* **TO-DO LIST**:
1) Report each line in the records that contains the string "target", treating uppercase and lowercase as different.
2) Continue the text on foreign investment in Indian companies, starting after its last sentence.

* **DOCUMENT TEXT**:
Subject to the sectoral guidelines prescribed in the FDI policy, a foreign investor can invest in an Indian company by subscribing to or purchasing capital instruments, i.e. equity shares, compulsorily convertible debentures, compulsorily convertible preference shares and share warrants. However, the price at which such capital instruments can be subscribed to or purchased from a resident seller cannot be lower than (a) the price worked out in accordance with the SEBI guidelines, as applicable, where the shares of the company are listed on any recognised stock exchange in India or (b) the fair valuation of shares done by a SEBI registered Merchant Banker or a Chartered Accountant as per any internationally accepted pricing methodology on arm’s length basis in case of unlisted companies (such price being the Fair Market Value). An Indian company can issue party paid-up capital instrument to a foreign investor, provided such capital instrument is made fully paid-up within 12 months. When any amounts are due from an Indian company to a foreign entity, and the remittance of such amounts is permitted as per the RBI regulations, the Indian company can issue equity shares in lieu of such amounts due in accordance with other guidelines issued by RBI.

The capital instruments are freely transferable, unless the FDI is under the Government approval route, however, the price at which such capital instruments are transferred to a resident buyer cannot be higher than the Fair Market Value.

Alternatively, an Indian company can receive debt from foreign sources in accordance with the guidelines issued by RBI in relation to External Commercial Borrowings (ECB). ECB can be availed either under the automatic route or under the approval route. Under the automatic route, the Government has permitted some eligibility norms with respect to industry, amounts, end-use etc. If the Indian company complies with the prescribed norms, it can avail ECB without any prior approval. For certain specified sectors, a borrowing by way of ECB is subject to approval of the Government.

* **INPUT RECORDS**:
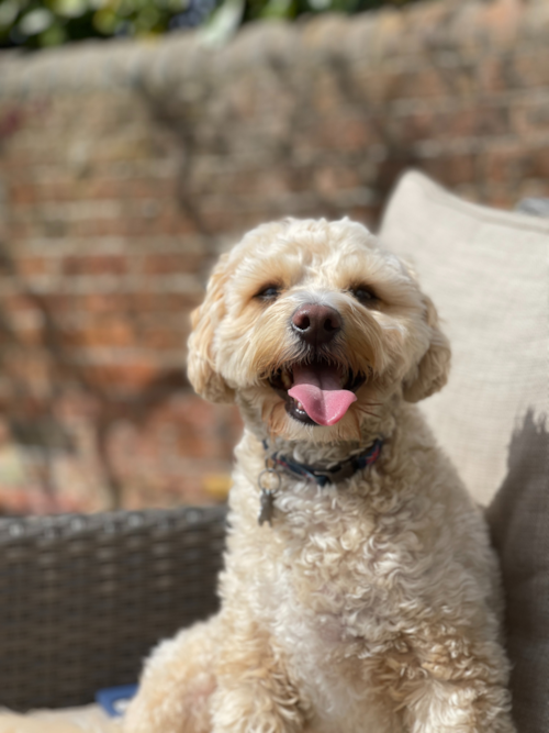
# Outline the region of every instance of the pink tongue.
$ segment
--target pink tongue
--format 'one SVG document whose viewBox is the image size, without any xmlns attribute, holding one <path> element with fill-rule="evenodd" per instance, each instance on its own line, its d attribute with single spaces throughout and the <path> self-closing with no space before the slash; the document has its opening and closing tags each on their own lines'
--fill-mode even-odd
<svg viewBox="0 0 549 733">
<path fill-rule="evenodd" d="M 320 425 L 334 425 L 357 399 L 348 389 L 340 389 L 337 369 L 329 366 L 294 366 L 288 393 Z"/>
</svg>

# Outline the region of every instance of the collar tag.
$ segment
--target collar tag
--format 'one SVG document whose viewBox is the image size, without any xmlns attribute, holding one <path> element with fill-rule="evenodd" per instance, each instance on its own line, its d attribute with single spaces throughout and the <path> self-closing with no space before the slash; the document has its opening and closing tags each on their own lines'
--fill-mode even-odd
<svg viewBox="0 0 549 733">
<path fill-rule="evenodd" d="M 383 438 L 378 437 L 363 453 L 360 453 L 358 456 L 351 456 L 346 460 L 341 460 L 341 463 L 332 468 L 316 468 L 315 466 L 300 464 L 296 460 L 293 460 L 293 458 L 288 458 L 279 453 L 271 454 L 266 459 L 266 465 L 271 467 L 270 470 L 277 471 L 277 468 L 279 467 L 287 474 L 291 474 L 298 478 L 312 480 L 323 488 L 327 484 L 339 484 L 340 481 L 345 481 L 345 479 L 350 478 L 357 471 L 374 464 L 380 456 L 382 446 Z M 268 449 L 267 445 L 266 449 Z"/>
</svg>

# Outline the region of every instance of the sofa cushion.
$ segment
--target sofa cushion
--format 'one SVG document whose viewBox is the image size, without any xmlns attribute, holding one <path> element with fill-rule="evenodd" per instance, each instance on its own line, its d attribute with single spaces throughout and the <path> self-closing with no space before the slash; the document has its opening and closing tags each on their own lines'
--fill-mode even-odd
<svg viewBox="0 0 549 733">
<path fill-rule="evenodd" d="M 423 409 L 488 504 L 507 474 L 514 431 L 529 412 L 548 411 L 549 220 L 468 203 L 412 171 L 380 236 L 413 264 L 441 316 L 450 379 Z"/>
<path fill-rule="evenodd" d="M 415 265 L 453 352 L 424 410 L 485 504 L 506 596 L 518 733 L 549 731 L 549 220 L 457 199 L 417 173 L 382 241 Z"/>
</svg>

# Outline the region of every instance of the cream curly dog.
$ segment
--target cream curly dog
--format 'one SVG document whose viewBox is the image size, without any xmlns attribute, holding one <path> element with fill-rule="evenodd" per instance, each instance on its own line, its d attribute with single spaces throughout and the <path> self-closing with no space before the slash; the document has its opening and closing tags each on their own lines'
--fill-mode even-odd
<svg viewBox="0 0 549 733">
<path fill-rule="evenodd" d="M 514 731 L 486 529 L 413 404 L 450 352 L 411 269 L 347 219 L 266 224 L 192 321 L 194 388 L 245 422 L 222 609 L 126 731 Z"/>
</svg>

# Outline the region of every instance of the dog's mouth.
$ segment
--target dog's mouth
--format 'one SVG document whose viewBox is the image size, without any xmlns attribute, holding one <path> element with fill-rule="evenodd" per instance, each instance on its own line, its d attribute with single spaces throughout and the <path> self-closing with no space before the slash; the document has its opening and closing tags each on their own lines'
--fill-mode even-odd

---

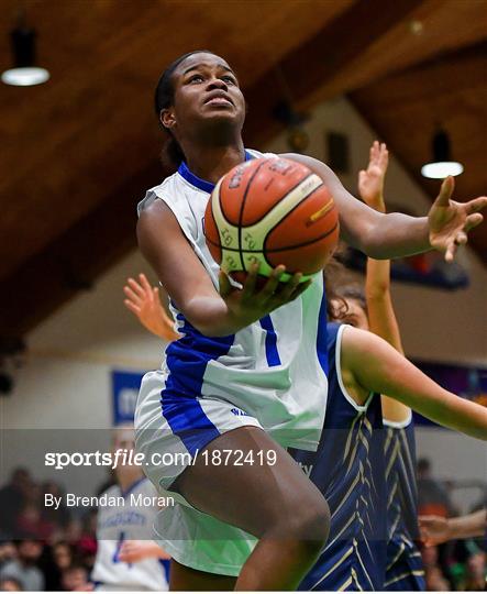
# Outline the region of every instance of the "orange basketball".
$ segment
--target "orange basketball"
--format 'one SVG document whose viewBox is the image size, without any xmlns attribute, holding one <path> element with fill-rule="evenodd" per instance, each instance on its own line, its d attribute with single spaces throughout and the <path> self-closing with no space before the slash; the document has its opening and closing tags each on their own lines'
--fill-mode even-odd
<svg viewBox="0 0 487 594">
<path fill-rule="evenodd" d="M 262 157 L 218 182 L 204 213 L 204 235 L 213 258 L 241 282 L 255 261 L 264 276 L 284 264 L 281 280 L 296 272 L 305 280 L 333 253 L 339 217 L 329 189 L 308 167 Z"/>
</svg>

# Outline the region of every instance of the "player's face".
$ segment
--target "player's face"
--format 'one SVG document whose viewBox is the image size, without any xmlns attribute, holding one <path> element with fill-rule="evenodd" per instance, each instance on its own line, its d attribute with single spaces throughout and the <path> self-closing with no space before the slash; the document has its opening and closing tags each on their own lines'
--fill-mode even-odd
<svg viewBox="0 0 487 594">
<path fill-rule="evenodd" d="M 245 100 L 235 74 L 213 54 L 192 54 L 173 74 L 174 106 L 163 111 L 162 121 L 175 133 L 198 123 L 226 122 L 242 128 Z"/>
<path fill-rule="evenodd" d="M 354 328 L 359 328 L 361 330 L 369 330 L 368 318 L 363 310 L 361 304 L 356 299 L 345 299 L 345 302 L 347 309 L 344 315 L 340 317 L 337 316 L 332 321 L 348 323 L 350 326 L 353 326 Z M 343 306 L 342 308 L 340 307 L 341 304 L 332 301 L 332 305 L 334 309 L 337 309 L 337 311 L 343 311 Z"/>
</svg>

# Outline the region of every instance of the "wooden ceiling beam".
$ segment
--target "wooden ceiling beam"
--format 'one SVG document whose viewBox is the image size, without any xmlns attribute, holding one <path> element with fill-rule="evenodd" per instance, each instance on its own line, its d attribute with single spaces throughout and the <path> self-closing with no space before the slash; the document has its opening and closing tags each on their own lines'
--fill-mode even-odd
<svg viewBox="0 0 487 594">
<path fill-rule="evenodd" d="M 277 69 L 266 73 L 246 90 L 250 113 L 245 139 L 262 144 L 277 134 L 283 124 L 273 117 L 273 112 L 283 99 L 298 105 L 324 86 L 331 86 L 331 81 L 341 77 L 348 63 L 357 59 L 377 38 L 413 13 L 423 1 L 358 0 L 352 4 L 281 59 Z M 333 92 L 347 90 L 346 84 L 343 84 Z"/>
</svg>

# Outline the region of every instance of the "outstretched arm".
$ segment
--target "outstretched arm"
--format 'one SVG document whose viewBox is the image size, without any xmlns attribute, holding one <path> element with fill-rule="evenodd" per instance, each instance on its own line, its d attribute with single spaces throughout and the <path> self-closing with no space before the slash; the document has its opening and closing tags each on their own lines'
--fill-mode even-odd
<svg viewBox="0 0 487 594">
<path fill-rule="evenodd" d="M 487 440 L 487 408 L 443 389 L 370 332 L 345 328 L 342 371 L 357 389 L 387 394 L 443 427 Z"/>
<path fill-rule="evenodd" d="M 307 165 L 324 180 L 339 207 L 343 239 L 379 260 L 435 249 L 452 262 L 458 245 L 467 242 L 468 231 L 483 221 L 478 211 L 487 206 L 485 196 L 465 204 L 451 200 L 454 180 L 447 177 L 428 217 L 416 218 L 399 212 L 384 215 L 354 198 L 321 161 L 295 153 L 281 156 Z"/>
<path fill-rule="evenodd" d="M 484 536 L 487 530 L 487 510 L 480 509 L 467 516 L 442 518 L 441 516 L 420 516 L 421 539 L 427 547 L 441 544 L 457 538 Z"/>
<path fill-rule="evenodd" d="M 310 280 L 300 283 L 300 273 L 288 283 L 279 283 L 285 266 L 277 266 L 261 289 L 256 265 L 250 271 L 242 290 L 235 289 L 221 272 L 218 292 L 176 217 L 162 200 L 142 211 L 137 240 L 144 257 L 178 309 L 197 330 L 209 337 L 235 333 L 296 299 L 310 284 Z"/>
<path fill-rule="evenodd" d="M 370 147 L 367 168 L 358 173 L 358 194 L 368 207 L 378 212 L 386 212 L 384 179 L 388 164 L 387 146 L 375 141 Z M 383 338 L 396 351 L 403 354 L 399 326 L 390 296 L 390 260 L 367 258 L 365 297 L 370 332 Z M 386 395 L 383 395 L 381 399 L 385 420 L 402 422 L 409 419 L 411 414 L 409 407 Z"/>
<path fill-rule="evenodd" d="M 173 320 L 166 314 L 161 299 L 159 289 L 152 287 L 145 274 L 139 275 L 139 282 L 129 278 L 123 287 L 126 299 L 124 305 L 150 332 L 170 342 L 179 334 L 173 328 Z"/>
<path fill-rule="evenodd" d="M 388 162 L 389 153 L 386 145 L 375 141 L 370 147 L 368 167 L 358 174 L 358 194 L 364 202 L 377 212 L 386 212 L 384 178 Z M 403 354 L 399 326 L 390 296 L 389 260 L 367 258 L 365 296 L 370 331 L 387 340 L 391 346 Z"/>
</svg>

* **ANSWERS TO THE TASKS**:
1)
--target pink tongue
--target collar tag
--target sofa cushion
--target cream curly dog
--target dog's mouth
--target "orange basketball"
--target "player's face"
--target "wooden ceiling beam"
--target "outstretched arm"

2)
Foreign Portfolio Investment

Other than FDI, portfolio investment is the other popular route for foreign investors looking to invest in India. In 2014, SEBI notified the Securities Exchange Board of India (Foreign Portfolio Investors) Regulations, 2014 (FPI Regulations) which harmonized the investment by Foreign Institutional Investors (FIIs), sub accounts and Qualified Foreign Investors (QFIs) into a single category, referred to as ‘Foreign Portfolio Investors’ (FPI).

Permitted Investments by FPI

As per the FPI Regulations, an FPI can only invest in the following securities, namely:

  • shares, debentures and warrants of companies, listed or to be listed on a recognized stock exchange in India through primary and secondary markets;
  • Units of schemes floated by domestic mutual funds, whether listed on a recognized stock exchange or not;
  • Units of schemes floated by a collective investment scheme;
  • Derivatives traded on a recognized stock exchange;
  • Treasury bills and dated government securities;
  • Commercial papers issued by an Indian company;
  • Rupee denominated credit enhanced bonds;
  • Security receipts issued by asset reconstruction companies;
  • Perpetual debt instruments and debt capital instruments, as specified by the Reserve Bank of India from time to time;
  • Listed and unlisted non-convertible debentures and/or bonds issued by an Indian company in the infrastructure sector, where infrastructure’ is defined in terms of the extant external commercial borrowings (ECB) guidelines;
  • Non-convertible debentures or bonds issued by Non-Banking Financial Companies categorized as “Infrastructure Finance Companies” (IFCs) by the Reserve Bank of India;
  • Indian Rupee denominated bonds or units issued by infrastructure debt funds;
  • Indian depository receipts;
  • Unlisted non-convertible debentures and/or bonds issued by an Indian company subject to the guidelines issued by the Ministry of Corporate Affairs, Government of India from time to time;
  • Securitized debt instruments, including: (i) any certificate or instrument issued by a special purpose vehicle set up for securitization of asset/s with banks, financial institutions or non-banking financial institutions as originators; and (ii) any certificate or instrument issued and listed in terms of the SEBI (Public Offer and Listing of Securitized Debt Instruments) Regulations, 2008.

Restrictions on holding by FPI

An FPI can purchase or sell capital instruments10 of an Indian company on a recognised stock exchange in India subject to:

(a) the total holding by each FPI or an investor group being less than 10 % of the total paid-up equity capital on a fully diluted basis or less than 10% of the paid-up value of each series of debentures or preference shares or share warrants issued by an Indian company and the total holdings of all FPIs put together shall not exceed 24 % of paid-up equity capital on a fully diluted basis or paid up value of each series of debentures or preference shares or share warrants.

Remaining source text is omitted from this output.